Goal 1 —
Rescale the records from the line with "Can you spot the bridge pillar" through the end of the records, both ends included, and output only those lines with the requests kept as they are. Multiply every bounding-box coordinate in the answers by 1.8 and round each result to a whole number, with halves rounded up.

** start of Page text **

Only declare a particular instantiation of the insertion operator as a friend. D<int> may like the insertion operator when applied to itself, but it does not want anything to do with std::ostream& operator<<( std::ostream&, const D<double>& ).

This can be done in two ways, the simple way being as @Emery Berger proposed, which is inlining the operator --which is also a good idea for other reasons:

template <typename T>
class Test {
   friend std::ostream& operator<<( std::ostream& o, const Test& t ) {
      // can access the enclosing Test. If T is int, it cannot access Test<double>
   }
};

In this first version, you are not creating a templated operator<<, but rather a non-templated function for each instantiation of the Test template. Again, the difference is subtle but this is basically equivalent to manually adding: std::ostream& operator<<( std::ostream&, const Test<int>& ) when you instantiate Test<int>, and another similar overload when you instantiate Test with double, or with any other type.

The third version is more cumbersome. Without inlining the code, and with the use of a template, you can declare a single instantiation of the template a friend of your class, without opening yourself to all other instantiations:

// Forward declare both templates:
template <typename T> class Test;
template <typename T> std::ostream& operator<<( std::ostream&, const Test<T>& );

// Declare the actual templates:
template <typename T>
class Test {
   friend std::ostream& operator<< <T>( std::ostream&, const Test<T>& );
};
// Implement the operator
template <typename T>
std::ostream& operator<<( std::ostream& o, const Test<T>& t ) {
   // Can only access Test<T> for the same T as is instantiating, that is:
   // if T is int, this template cannot access Test<double>, Test<char> ...

** end of Page text **

Goal 2 —
Summarize the forum post on friend insertion operators in two sentences.

** start of Dataset records **

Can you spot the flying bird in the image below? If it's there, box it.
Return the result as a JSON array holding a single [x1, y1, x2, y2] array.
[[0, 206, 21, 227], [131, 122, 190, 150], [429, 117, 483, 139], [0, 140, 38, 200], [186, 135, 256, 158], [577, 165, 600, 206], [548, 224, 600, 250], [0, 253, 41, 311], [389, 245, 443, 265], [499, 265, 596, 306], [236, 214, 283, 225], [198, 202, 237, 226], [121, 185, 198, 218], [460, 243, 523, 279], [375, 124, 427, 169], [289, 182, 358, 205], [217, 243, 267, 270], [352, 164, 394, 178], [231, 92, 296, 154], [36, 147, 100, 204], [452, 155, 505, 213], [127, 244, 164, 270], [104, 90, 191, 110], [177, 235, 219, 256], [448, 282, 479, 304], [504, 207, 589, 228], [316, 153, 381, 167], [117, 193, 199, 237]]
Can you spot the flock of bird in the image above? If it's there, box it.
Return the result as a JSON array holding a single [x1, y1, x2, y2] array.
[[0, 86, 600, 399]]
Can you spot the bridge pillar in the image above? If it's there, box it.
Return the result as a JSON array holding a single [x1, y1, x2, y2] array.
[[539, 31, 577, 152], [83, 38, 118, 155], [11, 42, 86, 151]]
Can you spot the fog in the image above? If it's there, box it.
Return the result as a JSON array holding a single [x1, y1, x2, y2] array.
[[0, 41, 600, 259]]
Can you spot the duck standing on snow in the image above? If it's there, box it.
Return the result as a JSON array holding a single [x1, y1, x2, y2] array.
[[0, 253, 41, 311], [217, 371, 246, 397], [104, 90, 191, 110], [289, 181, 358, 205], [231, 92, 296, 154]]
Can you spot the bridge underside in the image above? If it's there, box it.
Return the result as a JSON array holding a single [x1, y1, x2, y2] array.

** end of Dataset records **

Written reply 1 —
Can you spot the bridge pillar in the image above? If it's there, box it.
Return the result as a JSON array holding a single [x1, y1, x2, y2] array.
[[970, 56, 1039, 274], [149, 68, 212, 279], [20, 76, 155, 272]]
Can you spot the fog in the image above? If it's there, box it.
Return the result as a JSON array holding a single [x1, y1, x2, y2] array.
[[0, 74, 1080, 466]]
Can you spot the duck standing on snow in the image above? If it's there, box it.
Return the result as a JSON array holding a single [x1, y1, x2, y2] array.
[[0, 455, 74, 560], [391, 668, 443, 715], [187, 162, 344, 198], [520, 326, 644, 369], [416, 166, 533, 277]]
Can you spot the bridge underside in the image above? If it's there, box it.
Return the result as a JSON array holding a single [x1, y1, x2, y2] array.

Written reply 2 —
The post recommends declaring only a particular instantiation of the insertion operator as a friend, so that, for example, D<int> has nothing to do with the operator for D<double>. One way is to define the operator inline inside the class template, which creates a separate non-templated function for each instantiation of Test; a more cumbersome way forward declares both templates and befriends only operator<< <T>, so the operator can access Test<T> only for the same T.